» **QUOTED TEXT**
Solve does not work with MDPs using rewards of form R(s, a) and R(s, a, s')

kevinbradner commented 5 months ago

I am trying to make some modifications to the MDP used in the Julia Academy tutorial on MDPs. I get an error when using the vanilla DiscreteValueIteration solve function after trying to redefine my MDP's reward function R to have the signature function R(s, a) instead of function R(s, a=missing).

I started from the original notebook and made some minimal changes to recreate the error. My version of the notebook is here.

@req reward(::P,::S,::A,::S) is a line from the requirements section of the vanilla solve function in this repo. Based on that line, it looks like I need to define a reward that takes a (S, A, S') triple, but this does not seem to be the case when using the function.

The details are in my notebook linked above, but when I run the following lines:

solver = ValueIterationSolver(max_iterations=30);
policy = solve(solver, mdp)

I get this error:

MethodError: no method matching R(::Main.var"workspace#17".State)

Closest candidates are:

R(::Any, !Matched::Any)

@ Main.var"workspace#17" ~/Decision-Making-Under-Uncertainty/notebooks/1-MDPs backup 1.jl#==#f7814a66-23c8-4782-ba06-755397af87db:1

    show_requirements(::POMDPLinter.RequirementSet)@requirements_interface.jl:213
    macro expansion@requirements_interface.jl:100[inlined]
    var"#solve#3"(::Base.Pairs{Symbol, Union{}, Tuple{}, @NamedTuple{}}, ::typeof(POMDPs.solve), ::DiscreteValueIteration.ValueIterationSolver, ::QuickPOMDPs.QuickMDP{Main.var"workspace#17".GridWorld, Main.var"workspace#17".State, Main.var"workspace#17".Action, @NamedTuple{stateindex::Dict{Main.var"workspace#17".State, Int64}, isterminal::typeof(Main.var"workspace#17".termination), render::typeof(Main.var"workspace#17".plot_grid_world), transition::typeof(Main.var"workspace#17".T), reward::typeof(Main.var"workspace#17".R), states::Vector{Main.var"workspace#17".State}, actions::Vector{Main.var"workspace#17".Action}, discount::Float64, initialstate::Vector{Main.var"workspace#17".State}, actionindex::Dict{Main.var"workspace#17".Action, Int64}}})@vanilla.jl:71
    DiscreteValueIteration@vanilla.jl:64[inlined]
    top-level scope@[Local: 1](http://localhost:1234/edit?id=6a20fab0-f778-11ee-2d09-af01287073bb#)[inlined]

The error suggests that the issue has something to do with the requirements macro. The requirements list as well as the rest of the code in vanilla.jl makes it look like rewards with larger parameter lists should work here. I'm pretty new to Julia, so I may just be misunderstanding something here. If anyone can tell me whether I am missing something, it would be greatly appreciated.

» **WHAT THE TASK REQUIRES**
Reproduce the passage of the value iteration issue between "I am trying" and "function R(s, a=missing).", inclusive.

» **ENTRIES SUPPLIED**

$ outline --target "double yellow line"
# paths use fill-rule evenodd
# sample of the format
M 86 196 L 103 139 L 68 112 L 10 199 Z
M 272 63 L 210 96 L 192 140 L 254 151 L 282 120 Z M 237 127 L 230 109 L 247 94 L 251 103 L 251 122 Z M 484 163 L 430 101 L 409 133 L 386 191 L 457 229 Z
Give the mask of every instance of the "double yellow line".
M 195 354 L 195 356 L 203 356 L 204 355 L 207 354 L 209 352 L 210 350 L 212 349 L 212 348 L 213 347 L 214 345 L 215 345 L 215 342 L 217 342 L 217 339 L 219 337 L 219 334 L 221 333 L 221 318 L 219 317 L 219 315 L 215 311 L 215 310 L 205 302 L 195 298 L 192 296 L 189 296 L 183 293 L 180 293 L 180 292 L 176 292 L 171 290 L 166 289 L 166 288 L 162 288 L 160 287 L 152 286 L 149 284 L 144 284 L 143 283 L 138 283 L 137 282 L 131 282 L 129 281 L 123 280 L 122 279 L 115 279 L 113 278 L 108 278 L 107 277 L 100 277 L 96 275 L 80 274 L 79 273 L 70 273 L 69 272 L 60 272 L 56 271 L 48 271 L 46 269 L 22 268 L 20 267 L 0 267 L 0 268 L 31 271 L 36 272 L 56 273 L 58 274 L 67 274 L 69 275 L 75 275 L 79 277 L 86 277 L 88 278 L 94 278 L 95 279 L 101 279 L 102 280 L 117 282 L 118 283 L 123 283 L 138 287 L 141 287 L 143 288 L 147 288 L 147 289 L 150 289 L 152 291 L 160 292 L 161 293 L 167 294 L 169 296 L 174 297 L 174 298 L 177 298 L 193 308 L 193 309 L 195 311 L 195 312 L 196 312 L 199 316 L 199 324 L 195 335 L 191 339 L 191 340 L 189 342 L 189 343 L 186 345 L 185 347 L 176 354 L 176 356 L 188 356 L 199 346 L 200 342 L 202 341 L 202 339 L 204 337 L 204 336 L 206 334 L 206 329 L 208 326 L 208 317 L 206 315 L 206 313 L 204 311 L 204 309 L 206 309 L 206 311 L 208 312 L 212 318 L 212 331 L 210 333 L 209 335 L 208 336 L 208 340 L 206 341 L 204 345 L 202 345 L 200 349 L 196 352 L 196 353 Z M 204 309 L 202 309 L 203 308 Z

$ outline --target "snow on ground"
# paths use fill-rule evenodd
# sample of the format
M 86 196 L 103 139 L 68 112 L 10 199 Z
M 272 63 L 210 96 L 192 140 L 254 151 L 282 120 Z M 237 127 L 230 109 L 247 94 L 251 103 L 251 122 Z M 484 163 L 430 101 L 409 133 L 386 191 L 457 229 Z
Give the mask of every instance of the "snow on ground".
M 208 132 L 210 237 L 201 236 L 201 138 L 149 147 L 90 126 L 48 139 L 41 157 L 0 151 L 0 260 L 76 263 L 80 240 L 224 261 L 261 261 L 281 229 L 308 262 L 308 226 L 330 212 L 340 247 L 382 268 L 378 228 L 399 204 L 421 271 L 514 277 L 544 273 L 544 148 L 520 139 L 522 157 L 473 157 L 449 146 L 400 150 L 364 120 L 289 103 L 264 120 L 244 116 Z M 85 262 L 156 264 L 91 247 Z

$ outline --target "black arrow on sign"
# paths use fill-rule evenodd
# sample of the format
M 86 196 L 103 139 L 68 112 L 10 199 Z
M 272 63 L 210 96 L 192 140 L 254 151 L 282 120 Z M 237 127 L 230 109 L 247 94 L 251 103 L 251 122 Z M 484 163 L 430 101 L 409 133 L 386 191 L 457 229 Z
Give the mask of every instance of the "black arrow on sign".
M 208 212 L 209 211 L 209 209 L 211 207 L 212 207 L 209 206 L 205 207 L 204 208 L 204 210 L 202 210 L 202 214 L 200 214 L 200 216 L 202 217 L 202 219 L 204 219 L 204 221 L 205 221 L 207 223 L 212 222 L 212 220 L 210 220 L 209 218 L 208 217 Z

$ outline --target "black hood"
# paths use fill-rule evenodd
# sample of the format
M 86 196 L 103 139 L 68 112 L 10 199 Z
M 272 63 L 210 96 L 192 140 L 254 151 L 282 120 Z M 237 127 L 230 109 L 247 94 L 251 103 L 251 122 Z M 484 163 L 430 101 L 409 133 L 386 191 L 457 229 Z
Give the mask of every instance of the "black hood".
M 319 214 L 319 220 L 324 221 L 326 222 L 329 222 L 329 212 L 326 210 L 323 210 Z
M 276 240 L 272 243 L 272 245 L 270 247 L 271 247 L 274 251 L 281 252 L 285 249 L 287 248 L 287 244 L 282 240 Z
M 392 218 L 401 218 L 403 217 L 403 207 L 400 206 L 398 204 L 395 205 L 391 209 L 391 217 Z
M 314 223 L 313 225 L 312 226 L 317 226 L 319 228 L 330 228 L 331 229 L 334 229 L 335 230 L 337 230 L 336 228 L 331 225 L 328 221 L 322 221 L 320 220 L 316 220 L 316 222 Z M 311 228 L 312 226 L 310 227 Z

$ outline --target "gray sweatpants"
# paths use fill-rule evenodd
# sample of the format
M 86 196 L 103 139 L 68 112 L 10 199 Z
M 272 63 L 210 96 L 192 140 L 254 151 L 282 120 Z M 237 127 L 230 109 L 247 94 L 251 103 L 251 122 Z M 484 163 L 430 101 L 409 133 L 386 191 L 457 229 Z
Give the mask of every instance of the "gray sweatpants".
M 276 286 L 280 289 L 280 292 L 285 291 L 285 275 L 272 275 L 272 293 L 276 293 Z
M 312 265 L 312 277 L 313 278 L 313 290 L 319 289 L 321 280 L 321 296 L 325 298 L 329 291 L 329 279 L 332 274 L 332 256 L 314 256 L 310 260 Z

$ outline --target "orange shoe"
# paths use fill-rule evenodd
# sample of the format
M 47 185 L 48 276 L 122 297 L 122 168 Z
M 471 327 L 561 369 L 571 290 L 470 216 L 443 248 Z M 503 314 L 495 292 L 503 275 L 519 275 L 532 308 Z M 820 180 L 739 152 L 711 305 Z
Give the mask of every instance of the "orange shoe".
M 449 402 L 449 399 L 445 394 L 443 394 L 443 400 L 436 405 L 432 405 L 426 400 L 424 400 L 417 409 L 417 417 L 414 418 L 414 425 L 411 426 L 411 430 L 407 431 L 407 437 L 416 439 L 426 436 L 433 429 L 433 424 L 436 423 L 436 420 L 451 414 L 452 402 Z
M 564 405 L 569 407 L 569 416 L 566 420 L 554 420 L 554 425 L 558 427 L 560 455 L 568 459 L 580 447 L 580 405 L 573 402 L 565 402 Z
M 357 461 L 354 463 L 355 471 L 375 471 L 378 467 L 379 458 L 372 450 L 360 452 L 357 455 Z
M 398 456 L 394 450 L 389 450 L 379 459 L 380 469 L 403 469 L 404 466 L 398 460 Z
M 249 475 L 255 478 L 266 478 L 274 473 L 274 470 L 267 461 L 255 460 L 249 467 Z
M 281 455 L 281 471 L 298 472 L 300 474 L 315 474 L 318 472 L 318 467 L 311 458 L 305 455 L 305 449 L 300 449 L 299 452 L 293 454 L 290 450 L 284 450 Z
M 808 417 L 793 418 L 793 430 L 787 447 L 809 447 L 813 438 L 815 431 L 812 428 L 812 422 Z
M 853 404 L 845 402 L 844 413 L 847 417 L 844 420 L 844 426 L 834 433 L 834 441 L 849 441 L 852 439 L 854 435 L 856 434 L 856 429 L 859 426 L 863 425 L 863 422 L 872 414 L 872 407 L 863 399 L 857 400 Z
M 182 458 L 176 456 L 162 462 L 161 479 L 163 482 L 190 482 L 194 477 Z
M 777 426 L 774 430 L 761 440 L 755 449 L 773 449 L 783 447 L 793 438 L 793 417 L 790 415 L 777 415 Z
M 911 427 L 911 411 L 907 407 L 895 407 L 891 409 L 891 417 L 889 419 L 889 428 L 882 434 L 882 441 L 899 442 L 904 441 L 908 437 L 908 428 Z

» **FINAL RESULT**
I am trying to make some modifications to the MDP used in the Julia Academy tutorial on MDPs. I get an error when using the vanilla DiscreteValueIteration solve function after trying to redefine my MDP's reward function R to have the signature function R(s, a) instead of function R(s, a=missing).